*Exercise prompt*. Your answer is one number, how many lines in the entries include "below".

Records from a collection

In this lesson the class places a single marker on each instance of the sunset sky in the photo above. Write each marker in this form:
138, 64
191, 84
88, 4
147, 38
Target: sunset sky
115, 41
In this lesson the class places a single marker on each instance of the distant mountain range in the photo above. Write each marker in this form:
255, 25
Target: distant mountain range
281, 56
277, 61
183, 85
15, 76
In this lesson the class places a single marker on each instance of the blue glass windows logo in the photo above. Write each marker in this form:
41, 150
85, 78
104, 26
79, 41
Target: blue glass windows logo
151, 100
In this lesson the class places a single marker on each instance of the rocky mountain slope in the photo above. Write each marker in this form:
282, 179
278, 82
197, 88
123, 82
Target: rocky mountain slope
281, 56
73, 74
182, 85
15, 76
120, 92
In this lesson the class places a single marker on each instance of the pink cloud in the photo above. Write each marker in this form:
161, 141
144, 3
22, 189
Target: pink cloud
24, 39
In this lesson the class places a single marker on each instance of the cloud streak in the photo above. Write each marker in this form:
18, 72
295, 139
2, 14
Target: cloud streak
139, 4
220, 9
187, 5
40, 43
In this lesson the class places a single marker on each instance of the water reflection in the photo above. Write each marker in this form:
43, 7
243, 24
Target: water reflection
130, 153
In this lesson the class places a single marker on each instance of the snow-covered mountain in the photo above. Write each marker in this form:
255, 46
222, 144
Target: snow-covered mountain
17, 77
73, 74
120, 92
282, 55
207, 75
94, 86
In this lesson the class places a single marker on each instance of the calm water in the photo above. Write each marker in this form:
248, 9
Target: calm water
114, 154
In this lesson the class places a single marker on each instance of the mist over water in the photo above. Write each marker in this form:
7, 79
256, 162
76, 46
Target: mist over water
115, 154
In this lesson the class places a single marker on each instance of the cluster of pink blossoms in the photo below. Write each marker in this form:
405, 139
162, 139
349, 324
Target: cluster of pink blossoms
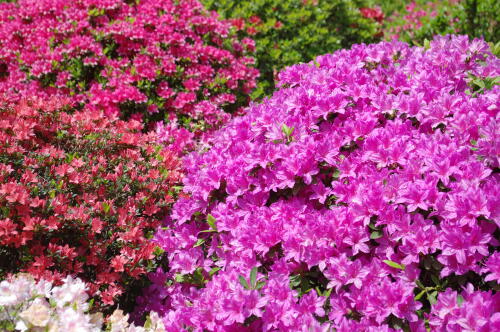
151, 59
362, 196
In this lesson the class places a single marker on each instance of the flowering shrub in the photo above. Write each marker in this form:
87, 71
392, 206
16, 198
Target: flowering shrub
29, 305
291, 31
80, 194
362, 196
153, 59
421, 20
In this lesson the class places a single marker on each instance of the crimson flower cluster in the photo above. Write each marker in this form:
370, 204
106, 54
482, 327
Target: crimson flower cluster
363, 196
80, 194
151, 59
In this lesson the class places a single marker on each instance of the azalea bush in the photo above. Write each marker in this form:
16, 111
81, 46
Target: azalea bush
80, 194
292, 31
363, 196
29, 305
420, 20
151, 60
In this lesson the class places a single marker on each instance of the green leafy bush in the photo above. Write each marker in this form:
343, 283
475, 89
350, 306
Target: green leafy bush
292, 31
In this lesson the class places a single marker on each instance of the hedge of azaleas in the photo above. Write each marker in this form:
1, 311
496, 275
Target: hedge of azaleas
81, 194
155, 60
29, 305
362, 196
287, 32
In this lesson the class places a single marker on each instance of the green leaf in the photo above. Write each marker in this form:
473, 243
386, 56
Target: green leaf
253, 277
243, 282
419, 295
214, 271
260, 284
288, 131
211, 222
105, 207
91, 303
432, 297
394, 264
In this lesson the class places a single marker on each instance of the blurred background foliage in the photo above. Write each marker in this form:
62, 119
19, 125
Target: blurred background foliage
292, 31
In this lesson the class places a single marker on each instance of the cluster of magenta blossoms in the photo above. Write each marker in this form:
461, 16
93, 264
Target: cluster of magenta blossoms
155, 60
362, 196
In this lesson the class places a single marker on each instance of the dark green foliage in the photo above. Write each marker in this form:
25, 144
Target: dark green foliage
287, 32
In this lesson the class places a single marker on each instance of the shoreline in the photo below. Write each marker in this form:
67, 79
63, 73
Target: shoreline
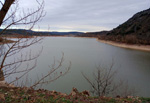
127, 46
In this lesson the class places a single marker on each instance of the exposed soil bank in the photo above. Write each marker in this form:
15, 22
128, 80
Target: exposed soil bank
129, 46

*Expected output*. 2